EXCERPTED PASSAGE =>

DHAKA – On March 26, when Bangladesh enforced its lockdown to stop the spread of coronavirus, Ranu Akter, a garment factory worker, was called by her employer and asked to resign.
“I saw five to six other workers like me waiting in the office room. We were all asked to sign a plain paper and leave the factory,” Ranu, 20, told EFE.
She received her March salary on April 20 but no assurance if she would be able to get her job back at the Global Merchant garment factory.
Masuda Akter Koli, 30, is also looking at an uncertain future.
“My husband is also now out of work due to coronavirus. We have a five-member family to support. We don’t know how we will do it now,” said Koli who worked at Interfab Shirts.
In early April, when the factory shut down, she found a notice on its gate saying workers who had been working for less than a year should not return when it reopens.
The notice has disappeared, but Koli’s job worries remain.
Millions of textile workers in Bangladesh are staring at layoffs as the pandemic has wreaked havoc on the global economy and brought supply chains to an almost grinding halt.

Image-grounded pointing data

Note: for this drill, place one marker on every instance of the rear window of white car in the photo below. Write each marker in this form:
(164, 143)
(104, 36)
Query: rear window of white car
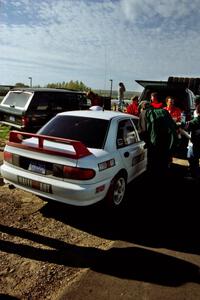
(17, 99)
(91, 132)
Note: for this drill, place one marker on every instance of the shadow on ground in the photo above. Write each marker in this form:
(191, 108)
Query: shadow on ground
(132, 262)
(157, 214)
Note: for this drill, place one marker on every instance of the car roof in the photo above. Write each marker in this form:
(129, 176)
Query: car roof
(29, 89)
(105, 114)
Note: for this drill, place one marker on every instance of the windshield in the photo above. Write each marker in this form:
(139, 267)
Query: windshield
(91, 132)
(17, 99)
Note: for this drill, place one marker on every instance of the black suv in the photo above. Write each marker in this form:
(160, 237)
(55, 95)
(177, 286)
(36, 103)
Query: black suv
(28, 109)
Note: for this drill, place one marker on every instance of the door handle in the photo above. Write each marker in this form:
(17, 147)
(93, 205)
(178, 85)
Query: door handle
(126, 154)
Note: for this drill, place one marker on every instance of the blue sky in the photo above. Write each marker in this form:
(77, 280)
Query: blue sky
(96, 40)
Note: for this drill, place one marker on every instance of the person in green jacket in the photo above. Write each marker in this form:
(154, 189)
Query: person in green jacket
(158, 130)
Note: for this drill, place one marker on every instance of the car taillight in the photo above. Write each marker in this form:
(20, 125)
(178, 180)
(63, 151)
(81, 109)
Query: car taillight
(73, 172)
(11, 158)
(25, 121)
(8, 157)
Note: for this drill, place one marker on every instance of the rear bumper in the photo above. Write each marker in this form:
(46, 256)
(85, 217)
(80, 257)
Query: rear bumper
(79, 194)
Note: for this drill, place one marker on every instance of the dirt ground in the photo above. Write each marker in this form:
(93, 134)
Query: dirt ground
(33, 263)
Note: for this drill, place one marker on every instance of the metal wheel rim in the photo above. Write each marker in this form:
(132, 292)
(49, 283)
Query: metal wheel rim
(119, 191)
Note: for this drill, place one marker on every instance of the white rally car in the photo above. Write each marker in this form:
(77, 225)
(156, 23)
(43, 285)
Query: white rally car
(78, 157)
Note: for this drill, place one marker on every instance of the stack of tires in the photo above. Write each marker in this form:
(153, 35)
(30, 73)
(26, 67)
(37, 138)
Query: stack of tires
(192, 83)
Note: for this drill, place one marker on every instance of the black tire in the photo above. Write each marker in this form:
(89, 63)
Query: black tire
(117, 191)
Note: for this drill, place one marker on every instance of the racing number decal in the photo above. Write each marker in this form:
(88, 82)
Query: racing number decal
(137, 159)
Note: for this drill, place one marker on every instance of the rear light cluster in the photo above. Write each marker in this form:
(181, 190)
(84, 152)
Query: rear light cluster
(56, 170)
(73, 172)
(11, 158)
(25, 121)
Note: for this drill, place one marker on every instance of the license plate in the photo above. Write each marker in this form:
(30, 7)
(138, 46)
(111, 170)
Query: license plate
(12, 119)
(44, 187)
(37, 168)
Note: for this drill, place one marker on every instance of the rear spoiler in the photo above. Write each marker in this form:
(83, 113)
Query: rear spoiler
(16, 138)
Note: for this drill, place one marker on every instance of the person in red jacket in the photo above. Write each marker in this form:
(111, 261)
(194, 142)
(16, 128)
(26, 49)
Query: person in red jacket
(133, 107)
(174, 111)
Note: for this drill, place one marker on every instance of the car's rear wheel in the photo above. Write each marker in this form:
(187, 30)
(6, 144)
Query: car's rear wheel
(117, 191)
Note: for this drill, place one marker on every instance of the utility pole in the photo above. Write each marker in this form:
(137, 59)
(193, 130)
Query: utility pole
(30, 81)
(111, 81)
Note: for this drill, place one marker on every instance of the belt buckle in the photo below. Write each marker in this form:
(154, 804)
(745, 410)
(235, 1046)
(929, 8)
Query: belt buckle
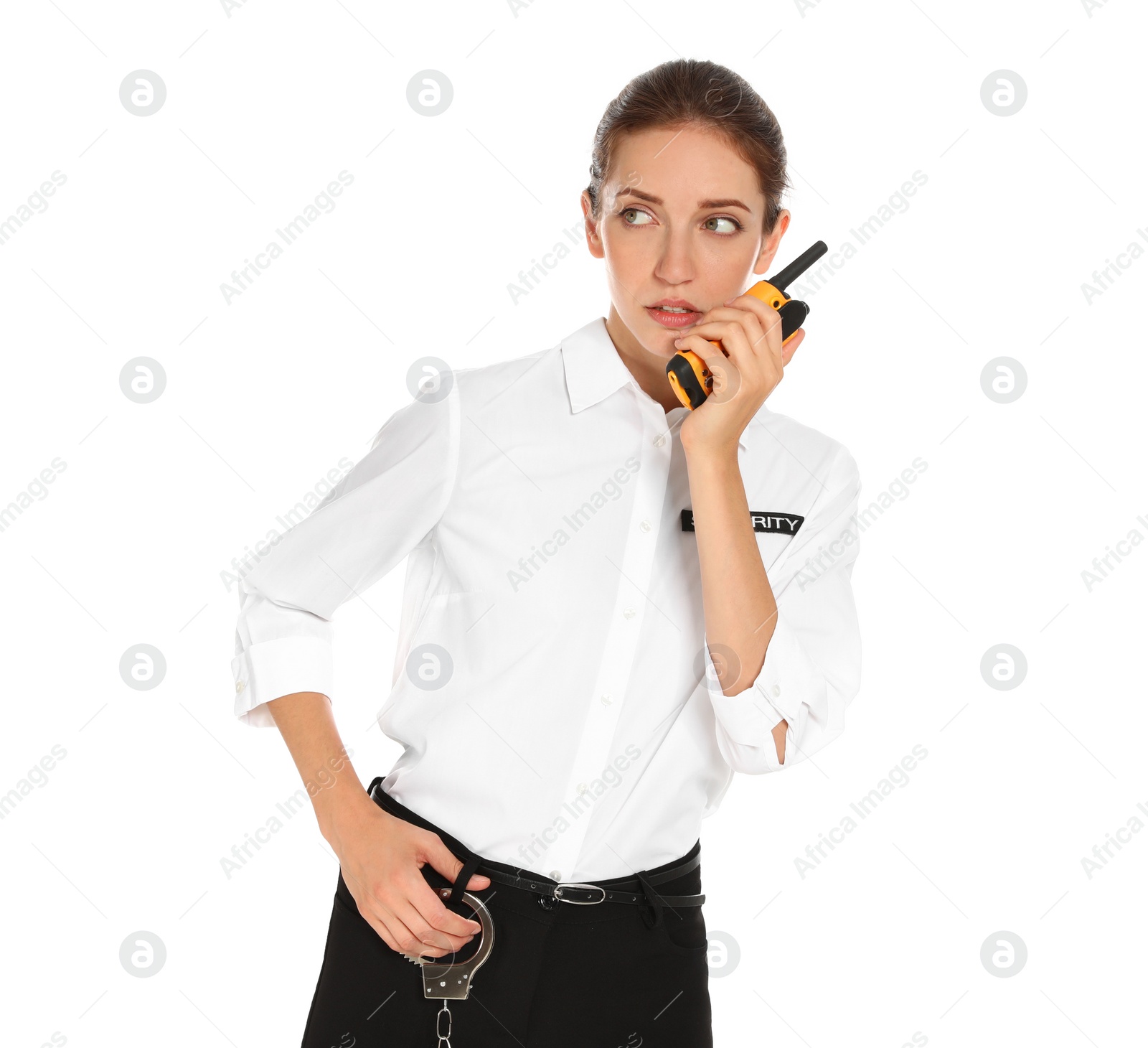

WHAT THE TASK REQUIRES => Copy out the article on Bangladesh's garment workers between "In early April, when" and "when it reopens.", inclusive, changing "gate" to "front entrance".

EXPECTED ANSWER =>
In early April, when the factory shut down, she found a notice on its front entrance saying workers who had been working for less than a year should not return when it reopens.